For this task, every record below must be reproduced exactly.
(Beginning of Information given)
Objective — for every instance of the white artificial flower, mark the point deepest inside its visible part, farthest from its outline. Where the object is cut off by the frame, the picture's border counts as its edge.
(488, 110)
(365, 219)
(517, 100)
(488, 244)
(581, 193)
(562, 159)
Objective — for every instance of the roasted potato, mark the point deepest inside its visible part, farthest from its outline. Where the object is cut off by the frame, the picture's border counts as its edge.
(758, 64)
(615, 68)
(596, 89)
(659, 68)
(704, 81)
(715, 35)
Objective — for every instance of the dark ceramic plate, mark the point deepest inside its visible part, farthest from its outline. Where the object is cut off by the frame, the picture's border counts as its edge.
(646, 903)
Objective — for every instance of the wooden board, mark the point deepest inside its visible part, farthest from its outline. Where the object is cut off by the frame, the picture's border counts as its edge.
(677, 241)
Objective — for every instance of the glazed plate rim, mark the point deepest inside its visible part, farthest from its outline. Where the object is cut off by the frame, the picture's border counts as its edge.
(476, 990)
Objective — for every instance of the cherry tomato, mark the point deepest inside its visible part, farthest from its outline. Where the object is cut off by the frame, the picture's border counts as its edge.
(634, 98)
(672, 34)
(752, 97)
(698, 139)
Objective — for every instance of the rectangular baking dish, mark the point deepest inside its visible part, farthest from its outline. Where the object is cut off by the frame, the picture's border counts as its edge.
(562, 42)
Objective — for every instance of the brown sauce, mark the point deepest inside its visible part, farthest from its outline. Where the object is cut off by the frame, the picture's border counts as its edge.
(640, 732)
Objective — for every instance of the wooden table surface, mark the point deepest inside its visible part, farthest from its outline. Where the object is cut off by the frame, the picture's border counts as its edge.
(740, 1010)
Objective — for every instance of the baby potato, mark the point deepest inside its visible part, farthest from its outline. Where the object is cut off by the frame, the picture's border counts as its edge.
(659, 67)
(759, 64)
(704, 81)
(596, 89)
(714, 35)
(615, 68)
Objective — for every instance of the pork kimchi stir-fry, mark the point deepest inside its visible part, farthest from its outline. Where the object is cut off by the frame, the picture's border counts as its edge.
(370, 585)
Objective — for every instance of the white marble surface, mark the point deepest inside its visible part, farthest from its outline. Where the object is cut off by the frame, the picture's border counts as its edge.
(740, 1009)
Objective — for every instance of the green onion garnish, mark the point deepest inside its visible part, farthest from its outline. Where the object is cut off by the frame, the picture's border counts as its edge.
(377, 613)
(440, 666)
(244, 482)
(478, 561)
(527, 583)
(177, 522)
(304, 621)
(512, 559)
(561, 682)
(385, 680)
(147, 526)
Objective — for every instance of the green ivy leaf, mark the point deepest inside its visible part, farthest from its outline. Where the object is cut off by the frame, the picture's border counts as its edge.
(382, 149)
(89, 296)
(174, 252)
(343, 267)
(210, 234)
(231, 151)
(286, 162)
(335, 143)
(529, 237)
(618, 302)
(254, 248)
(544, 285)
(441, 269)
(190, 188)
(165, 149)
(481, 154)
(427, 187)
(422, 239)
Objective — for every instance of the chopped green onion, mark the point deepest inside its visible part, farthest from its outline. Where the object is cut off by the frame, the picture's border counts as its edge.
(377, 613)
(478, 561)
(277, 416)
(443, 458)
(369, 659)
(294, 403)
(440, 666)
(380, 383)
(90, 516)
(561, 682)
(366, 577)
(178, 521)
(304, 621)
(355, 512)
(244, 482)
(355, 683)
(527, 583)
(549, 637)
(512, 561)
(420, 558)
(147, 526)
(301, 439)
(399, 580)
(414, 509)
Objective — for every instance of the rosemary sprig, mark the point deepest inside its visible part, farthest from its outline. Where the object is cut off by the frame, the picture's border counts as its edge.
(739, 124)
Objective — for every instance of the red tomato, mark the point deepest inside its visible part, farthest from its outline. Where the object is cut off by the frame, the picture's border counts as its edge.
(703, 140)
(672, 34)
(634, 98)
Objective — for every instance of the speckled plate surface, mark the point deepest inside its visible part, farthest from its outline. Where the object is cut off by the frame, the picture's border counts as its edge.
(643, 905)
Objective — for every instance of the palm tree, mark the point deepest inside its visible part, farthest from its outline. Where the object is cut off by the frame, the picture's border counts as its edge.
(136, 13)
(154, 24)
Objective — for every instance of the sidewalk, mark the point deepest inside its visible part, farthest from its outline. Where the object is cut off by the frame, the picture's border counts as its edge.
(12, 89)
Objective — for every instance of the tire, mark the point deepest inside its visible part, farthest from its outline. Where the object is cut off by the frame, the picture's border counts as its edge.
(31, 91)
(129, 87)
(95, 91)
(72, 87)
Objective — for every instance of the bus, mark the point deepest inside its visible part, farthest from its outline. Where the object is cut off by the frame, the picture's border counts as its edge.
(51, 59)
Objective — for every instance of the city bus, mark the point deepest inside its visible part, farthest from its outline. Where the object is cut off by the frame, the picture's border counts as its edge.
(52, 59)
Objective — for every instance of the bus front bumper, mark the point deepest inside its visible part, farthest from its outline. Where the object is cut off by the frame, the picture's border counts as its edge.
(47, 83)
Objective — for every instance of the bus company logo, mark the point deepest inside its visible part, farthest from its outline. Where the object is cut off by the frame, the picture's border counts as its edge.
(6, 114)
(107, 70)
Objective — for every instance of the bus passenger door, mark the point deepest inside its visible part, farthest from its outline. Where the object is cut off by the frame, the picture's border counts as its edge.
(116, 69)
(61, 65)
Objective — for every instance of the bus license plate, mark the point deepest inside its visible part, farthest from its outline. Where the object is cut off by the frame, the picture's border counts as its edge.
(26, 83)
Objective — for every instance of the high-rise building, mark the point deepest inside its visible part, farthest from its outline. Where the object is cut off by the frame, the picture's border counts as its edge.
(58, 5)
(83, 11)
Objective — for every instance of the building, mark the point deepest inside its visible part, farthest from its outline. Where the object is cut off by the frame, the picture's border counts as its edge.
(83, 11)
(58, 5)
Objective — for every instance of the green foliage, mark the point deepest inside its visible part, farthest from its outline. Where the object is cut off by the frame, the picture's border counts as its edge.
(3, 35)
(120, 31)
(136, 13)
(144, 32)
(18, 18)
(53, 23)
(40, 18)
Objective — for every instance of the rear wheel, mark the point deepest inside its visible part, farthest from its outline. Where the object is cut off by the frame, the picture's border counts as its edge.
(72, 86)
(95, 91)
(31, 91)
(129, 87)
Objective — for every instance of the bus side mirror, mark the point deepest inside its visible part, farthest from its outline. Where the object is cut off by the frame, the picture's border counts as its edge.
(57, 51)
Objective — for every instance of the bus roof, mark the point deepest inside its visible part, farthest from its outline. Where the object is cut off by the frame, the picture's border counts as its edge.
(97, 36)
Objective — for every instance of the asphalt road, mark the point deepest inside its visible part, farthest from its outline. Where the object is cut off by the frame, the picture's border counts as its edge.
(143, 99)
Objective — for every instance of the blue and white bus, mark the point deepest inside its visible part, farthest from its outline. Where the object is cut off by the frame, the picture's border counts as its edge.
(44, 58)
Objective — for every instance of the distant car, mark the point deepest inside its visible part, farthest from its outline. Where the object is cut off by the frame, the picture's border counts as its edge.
(End of Information given)
Result:
Objective — for every instance of the white artificial flower, mark the point deepest inside its visible part, farthest from its outline. Where the object is cut off by the frame, the picture's border counts as its edge.
(488, 110)
(365, 219)
(517, 100)
(488, 244)
(581, 193)
(562, 159)
Objective — for every instance of the roasted potato, mark the point deepest inside its visible part, farthest from its outline. Where the object is cut off by the frame, the picture's border counts as its edge.
(758, 64)
(615, 68)
(596, 89)
(659, 68)
(704, 81)
(715, 35)
Objective — for every instance of the dark ceramic plate, mark the point deepest inside its visible part, farthest from its outline. Where the object is cut off by the frame, the picture's border counts as its edge.
(646, 903)
Objective — for every instance of the wooden board, mark the point deepest inside its visible part, farthest from its outline. Where the object is cut off by the frame, the picture's border counts as its edge.
(677, 241)
Objective — for every instance of the glazed plate rim, mark the point deepest inside its visible part, farthest from its outline. Where the object is cut off by the frame, the picture's border counts as its edge.
(476, 990)
Objective — for every instance of the cherry tomato, mark the point deepest inside its visible part, farthest from its outline. Where the object is cut off by the frame, the picture's border counts as its edge.
(634, 98)
(672, 34)
(752, 97)
(698, 139)
Objective — for every instance of the rectangular baking dish, mark the point deepest inside its visible part, farthest from its outline. Where the object is cut off by the frame, the picture's border counts as its edge.
(562, 42)
Objective — for every instance of the brown sauce, mark the point deepest inside its visible part, farthest from its outline. Where the object is cut off by the frame, the picture's border counts as its edge.
(640, 732)
Objective — for every instance of the wooden table surface, mark the point deepest inside its visible part, farthest from its outline. Where the object is cut off by the frame, the picture's border counts as its edge.
(740, 1010)
Objective — for every instance of the baby potato, mark the point deepest inside its visible part, farthest from its outline. Where the object is cut off by the frame, the picture's border counts as its edge.
(659, 67)
(759, 64)
(704, 81)
(596, 89)
(714, 35)
(615, 68)
Objective — for every instance of the pork kimchi stir-fry, mark the point deepest inside its visible part, farthest from its outline. Where the object is cut off by the frame, the picture's border counts as its edge.
(370, 585)
Objective — for every instance of the white marble surface, mark the point deepest inside its visible part, farthest from its outline. Where the object is cut off by the frame, the picture's border counts as its edge.
(740, 1009)
Objective — for every instance of the green onion garnish, mark the point deepest inside its visible part, farthest from its outline. Where the object is cut off by the frame, the picture's border counts as its edge.
(377, 613)
(440, 666)
(244, 482)
(478, 561)
(527, 583)
(177, 522)
(304, 621)
(512, 559)
(561, 682)
(385, 680)
(147, 526)
Objective — for every instance of the green ivy leaf, mark the point deepest inside its visible part, farthest from its outline. Where the object is cut off by the frame, the picture's border counts as its edge.
(382, 149)
(89, 296)
(174, 252)
(343, 267)
(210, 234)
(231, 151)
(286, 162)
(335, 143)
(529, 237)
(618, 302)
(254, 248)
(544, 285)
(441, 269)
(190, 188)
(165, 149)
(481, 154)
(427, 187)
(422, 239)
Objective — for every instance of the chopped green onion, mark the point deepest inside its visible part, farthest from its outline. Where the object is cut off by the frame, the picture's border counts as its edge.
(377, 613)
(478, 561)
(277, 416)
(443, 458)
(369, 659)
(294, 403)
(440, 666)
(380, 383)
(90, 516)
(561, 682)
(366, 577)
(178, 521)
(304, 621)
(355, 512)
(244, 482)
(355, 683)
(527, 583)
(549, 637)
(512, 561)
(420, 558)
(147, 526)
(301, 439)
(399, 580)
(414, 509)
Objective — for every instance of the rosemary sprig, mark the point deepest inside its visible part, farthest from its outline. Where the object is cut off by the frame, the picture's border counts as its edge.
(739, 124)
Objective — for every instance of the red tomato, mark the point deepest inside its visible part, farthest from its outline. Where the object is cut off by the frame, the picture's border counts as its edge.
(703, 140)
(672, 34)
(634, 98)
Objective — for every instance of the speckled plate surface, mark the point deepest inside its visible part, farthest from its outline. Where the object is cut off by the frame, the picture's border counts as its edge.
(643, 905)
Objective — for every instance of the palm tree, mark the point deepest inside its visible part, farthest from its outline. Where the object is cut off by the frame, the picture's border counts as its edge.
(136, 13)
(154, 24)
Objective — for every instance of the sidewalk, mark the point deepest inside its visible part, farthest from its outline. Where the object is cut off by the frame, the picture's border counts as its edge.
(12, 89)
Objective — for every instance of the tire, mark the point deepest inside its visible part, farthest from its outline. Where the object is cut off by the frame, the picture's border counts as its edge.
(31, 91)
(129, 87)
(95, 91)
(72, 87)
Objective — for every instance of the bus, mark the point deepest inside its visible part, farthest from its outline. Where the object is cut off by the frame, the picture's border counts as its edge.
(51, 59)
Objective — for every instance of the city bus, mark the point deepest inside its visible part, farthest from its outline. Where the object is cut off by the frame, the picture's border counts as its edge.
(52, 59)
Objective — for every instance of the bus front bumper, mark the point deepest inside its visible part, farthest from its outline. Where the object is cut off by the frame, the picture's border counts as its edge.
(47, 83)
Objective — for every instance of the bus company logo, mark the point deepest inside its visible part, farthest from its outline. Where the object is cut off by the frame, the picture's border counts as its edge.
(6, 114)
(107, 70)
Objective — for every instance of the bus passenger door, mark the point deepest inside its visible part, farthest from its outline. Where the object is cut off by the frame, the picture's border counts as its edge.
(116, 69)
(61, 65)
Objective — for every instance of the bus license plate, mark the point deepest inside its visible part, farthest from its outline. Where the object is cut off by the frame, the picture's border counts as its edge.
(26, 83)
Objective — for every instance of the high-rise building, mark the point deepest inside its visible part, farthest from its outline. Where the object is cut off by the frame, the picture's border counts as its edge.
(58, 5)
(83, 11)
Objective — for every instance of the building, mark the point deepest inside its visible part, farthest from its outline. Where the object is cut off by the frame, the picture's border counts as its edge.
(83, 11)
(58, 5)
Objective — for every instance of the green foliage, mark the point deepest inside its visible part, farthest from its outline. Where the object is cut off by the frame, the picture's border counts as its edge.
(3, 35)
(120, 31)
(136, 13)
(144, 32)
(18, 18)
(53, 23)
(40, 18)
Objective — for every instance of the rear wheel, mark the point deepest inside its visible part, farthest from its outline. Where the object is cut off by the frame, the picture's border counts as its edge.
(72, 86)
(95, 91)
(31, 91)
(129, 87)
Objective — for every instance of the bus side mirror, mark the point deepest inside its visible part, farthest from its outline. Where the object is cut off by the frame, the picture's border counts as its edge.
(57, 51)
Objective — for every instance of the bus roof, mark the point deepest inside its visible part, farthest from its outline. Where the object is cut off by the frame, the picture's border counts as its edge.
(97, 36)
Objective — for every instance of the asphalt road, mark the point deepest inside its visible part, farthest from its outline. Where the object is cut off by the frame, the picture's border counts as its edge.
(143, 99)
Objective — for every instance of the blue and white bus, mark the point deepest inside its visible part, farthest from its outline. Where the object is cut off by the frame, the picture's border counts as its edge.
(44, 58)
Objective — for every instance of the distant car, mark the point deepest inside its visible part, farthest from its outline. Where the object is cut off by the frame, the picture's border counts as its edge.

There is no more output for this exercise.